◆ YOUR INSTRUCTIONS: Please count how many lines in the listing below contain the string "siding", with case counting. Reply with only the number.

◆ RECORDS TO USE:
'''
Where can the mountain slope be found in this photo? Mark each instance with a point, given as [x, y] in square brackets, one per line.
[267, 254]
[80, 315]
'''
'''
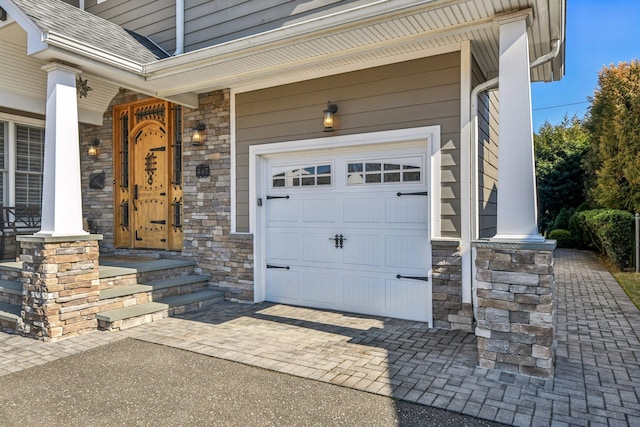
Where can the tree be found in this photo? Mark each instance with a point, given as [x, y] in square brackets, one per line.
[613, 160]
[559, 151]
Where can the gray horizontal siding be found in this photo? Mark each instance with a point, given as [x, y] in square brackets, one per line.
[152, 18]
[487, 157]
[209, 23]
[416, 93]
'''
◆ ANSWER FOR THE TASK: 1